*Set exercise*:
Pick out every line in the listing below that contains the word "light", and copy each of those lines.

------ Supplied records

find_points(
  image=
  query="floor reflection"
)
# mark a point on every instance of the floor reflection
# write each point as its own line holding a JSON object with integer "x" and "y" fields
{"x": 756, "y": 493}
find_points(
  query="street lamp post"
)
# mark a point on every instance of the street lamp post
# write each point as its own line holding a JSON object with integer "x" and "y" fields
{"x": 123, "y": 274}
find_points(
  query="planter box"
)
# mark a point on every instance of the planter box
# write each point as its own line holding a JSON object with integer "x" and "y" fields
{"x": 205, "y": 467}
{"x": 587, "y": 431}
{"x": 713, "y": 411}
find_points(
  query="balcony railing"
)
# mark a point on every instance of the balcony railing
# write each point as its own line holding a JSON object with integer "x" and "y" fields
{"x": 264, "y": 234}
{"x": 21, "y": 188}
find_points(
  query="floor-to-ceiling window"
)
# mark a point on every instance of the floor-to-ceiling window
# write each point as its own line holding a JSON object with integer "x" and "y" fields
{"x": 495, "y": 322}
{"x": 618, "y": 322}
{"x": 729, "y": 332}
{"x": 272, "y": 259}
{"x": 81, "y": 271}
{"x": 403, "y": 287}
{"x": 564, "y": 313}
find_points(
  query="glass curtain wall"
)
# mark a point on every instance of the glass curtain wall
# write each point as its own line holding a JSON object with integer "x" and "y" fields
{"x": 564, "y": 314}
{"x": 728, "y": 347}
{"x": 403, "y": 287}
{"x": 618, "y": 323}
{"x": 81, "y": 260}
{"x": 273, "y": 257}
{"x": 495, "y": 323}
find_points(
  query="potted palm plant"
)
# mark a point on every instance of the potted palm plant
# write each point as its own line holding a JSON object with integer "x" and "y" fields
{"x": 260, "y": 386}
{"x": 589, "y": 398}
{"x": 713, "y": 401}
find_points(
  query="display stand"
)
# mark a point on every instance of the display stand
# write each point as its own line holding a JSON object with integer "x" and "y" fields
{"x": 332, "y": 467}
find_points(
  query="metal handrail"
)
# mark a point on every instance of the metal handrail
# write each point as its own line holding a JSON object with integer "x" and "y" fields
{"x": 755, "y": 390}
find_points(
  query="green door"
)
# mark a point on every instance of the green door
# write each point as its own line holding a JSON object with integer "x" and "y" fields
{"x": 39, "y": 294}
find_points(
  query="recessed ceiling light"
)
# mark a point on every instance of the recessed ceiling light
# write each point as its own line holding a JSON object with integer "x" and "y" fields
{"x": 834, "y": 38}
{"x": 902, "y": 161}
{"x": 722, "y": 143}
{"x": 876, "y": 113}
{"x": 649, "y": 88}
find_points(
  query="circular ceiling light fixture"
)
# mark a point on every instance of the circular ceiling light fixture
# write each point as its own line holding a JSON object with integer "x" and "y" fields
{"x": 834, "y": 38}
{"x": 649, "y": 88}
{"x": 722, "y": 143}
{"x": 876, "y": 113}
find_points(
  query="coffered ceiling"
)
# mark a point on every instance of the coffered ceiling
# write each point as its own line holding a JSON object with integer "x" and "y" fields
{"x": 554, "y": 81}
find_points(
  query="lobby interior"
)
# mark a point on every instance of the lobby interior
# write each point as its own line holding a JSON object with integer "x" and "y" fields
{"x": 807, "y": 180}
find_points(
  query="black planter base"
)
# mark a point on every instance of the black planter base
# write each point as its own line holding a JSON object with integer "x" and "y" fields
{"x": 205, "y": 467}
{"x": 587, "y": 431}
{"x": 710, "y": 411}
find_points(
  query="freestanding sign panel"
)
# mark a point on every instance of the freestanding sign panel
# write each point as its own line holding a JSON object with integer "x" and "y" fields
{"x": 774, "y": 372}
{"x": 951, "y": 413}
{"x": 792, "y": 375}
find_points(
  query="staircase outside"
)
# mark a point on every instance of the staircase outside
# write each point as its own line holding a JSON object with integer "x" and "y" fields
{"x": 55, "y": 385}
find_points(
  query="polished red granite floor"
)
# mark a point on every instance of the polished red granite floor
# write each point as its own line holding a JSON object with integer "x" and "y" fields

------------

*Answer to the exercise*:
  query="recessed ceiling light"
# mark a point on every instance of the recessed ceiling light
  query="circular ceiling light fixture"
# mark a point on every instance of the circular ceiling light fixture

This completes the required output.